Document segment —
##############################
YES. I grew up with abuse, then have abused my first and second wife. With both of them it was a mutal thing. I am still with my second wife of almost seven years. And with the help of paxil for me and effexor for my wife, and counseling, the abuse has completely stopped since 3 years ago. we now know how to communicate, and we talk instead of acting with abuse. If even one of us are too angry, then we take a breather, and come back to the problem with figuring out solutions after we had calm down. And most of all we have learned to respect ourself and each other and our marriage. But, this is a lesbian relationship. And it is known that homosexual relationships and marriages last longer than straight ones, and there is less abuse towards the spouses and children. I believe that is because hetersexuals have it easy in this society, they are accepted as a couple, and can adopt, have children,and quite easy. Homosexuals on the other hand have to pull together as a unite just to sometimes get through the day with out getting there butt kicked for being a "fag". Also, by the time we have children, that child is VERY loved and thought through and wanted, unlike most children that are born to hetersexuals. So, the bond with a homosexual marriage is greater than that of a hetersexual lifestyle-family. The hardships and life experiences of homosexuals are deeper and more in quanity than of hetersexuals, so that is the difference. My answer to you, yes anyone can change and quit abusing. But a hetersexual stopping abusing their "wife" or "husband" is not likely. They don't have nothing to lose or anything that they can't get the next day. They can go have sex and produce a child the very next day and get "legally" married and "legally" adopt so very easy. It is taken for granted by most hetersexuals, unlike homosexuals, because they have to fight and put up thousands of dollars for ANYTHING they get in this society. We cherish things, hetersexuals tend not to. So, I hope for the best for hetersexuals, but since they got the easy road and don't have to fight for their rights or equality, abuse towards spouses and children and others will continue to rise for hetersexuals. For homosexuals, it rarley happens, we have to fight for our rights and fight to keep them.
##############################
Record list —
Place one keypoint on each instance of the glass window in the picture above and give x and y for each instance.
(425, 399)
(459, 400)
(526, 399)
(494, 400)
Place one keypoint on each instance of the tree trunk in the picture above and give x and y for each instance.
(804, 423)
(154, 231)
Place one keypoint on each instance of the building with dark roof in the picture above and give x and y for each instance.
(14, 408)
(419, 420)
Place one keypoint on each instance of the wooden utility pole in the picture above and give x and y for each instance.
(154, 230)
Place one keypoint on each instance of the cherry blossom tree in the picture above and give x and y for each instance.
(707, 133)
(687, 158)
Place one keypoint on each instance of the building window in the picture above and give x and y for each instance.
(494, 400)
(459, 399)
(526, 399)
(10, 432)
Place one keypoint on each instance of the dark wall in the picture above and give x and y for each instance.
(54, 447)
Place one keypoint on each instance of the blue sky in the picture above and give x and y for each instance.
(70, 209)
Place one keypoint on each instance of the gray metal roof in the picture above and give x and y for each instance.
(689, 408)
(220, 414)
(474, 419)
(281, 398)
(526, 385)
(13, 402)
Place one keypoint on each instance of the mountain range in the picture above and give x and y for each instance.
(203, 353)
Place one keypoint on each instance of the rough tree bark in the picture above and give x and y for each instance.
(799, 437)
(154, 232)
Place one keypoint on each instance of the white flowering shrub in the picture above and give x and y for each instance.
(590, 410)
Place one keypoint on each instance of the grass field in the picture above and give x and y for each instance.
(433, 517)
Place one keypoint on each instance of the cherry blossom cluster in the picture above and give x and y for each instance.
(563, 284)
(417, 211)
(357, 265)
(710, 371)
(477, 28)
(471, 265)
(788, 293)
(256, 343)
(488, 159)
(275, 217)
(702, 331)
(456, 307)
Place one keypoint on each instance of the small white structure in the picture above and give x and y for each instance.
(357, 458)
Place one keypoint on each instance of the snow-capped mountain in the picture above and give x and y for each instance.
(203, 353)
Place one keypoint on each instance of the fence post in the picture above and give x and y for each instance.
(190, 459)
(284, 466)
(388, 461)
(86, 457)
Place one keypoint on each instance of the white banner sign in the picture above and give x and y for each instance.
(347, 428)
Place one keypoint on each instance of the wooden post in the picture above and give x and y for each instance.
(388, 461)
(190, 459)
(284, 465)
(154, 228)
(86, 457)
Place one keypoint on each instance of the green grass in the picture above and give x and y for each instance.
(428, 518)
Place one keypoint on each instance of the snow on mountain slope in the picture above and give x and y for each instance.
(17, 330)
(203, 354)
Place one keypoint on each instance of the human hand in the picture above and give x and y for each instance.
##############################
What you will do —
[A] In the post about ending abuse in a marriage, how long has the writer been with the second wife?
[B] Write what comes next in the post about ending abuse in a marriage, picking up after its last sentence.
The entries have nothing to do with what follows.

Results —
[A] Almost seven years.

[B]
-- Anonymous, March 30, 2002

I don't think you can give a definitive answer to this. Some people will be willing to change, and some won't. I've actually discussed this in other postings on this bboard.. I'd suggest you look through the postings. Short answer is that you need to be realistic as to whether the other person is going to be consistently making the effort to make the relationship work. If they aren't -- and most of the time they aren't -- then you're deluding yourself that it's going to work out somehow.

-- Anonymous, April 01, 2002

From my experience - NO NO NO. My wife is abusive and has not wanted to change. As for the homosexual's view. She is lying. I have been attacked by a homo female and by a homo male in my room. I fought him off and told him to rot in the hell of his making. And the female- she can go to hell.

-- Anonymous, April 04, 2002

No, you can't change people, but you can get away from them -- if you're an adult.

-- Anonymous, May 19, 2002

I firmly believe - A leopard never changes its spots. A man once abusive will remain abusive until he eventually kills his prey (the women), this was where I almost was after trying for several years to change a leopards spots.

-- Anonymous, June 21, 2002


I have nothing against homosexuals, in fact, a few of my friends happen to be of that sexual preference. However, when the first replier of this question states that children aren't loved as much in hetersexual relationships as in homosexual, I find it difficult to believe that the sexual prefence of the parents should change how they feel towards their children. That is a prejudice almost as bad as the prejudice as homosexuals themselves. Love cannot be classified in such a way.

-- Anonymous, June 21, 2002

Hello Dave

MY name is Rick H. , I happened to see your posting on the safe- support e-mail support group from march 2002. Today is June 23,2002 and I WOULD LIKE TO TRY TO GIVE MY PEROSNAL OPINION. YOUR question was , can BOTH persons (the Husband AND the Wife) if the both have a propensitiy to be abusive , Can they change?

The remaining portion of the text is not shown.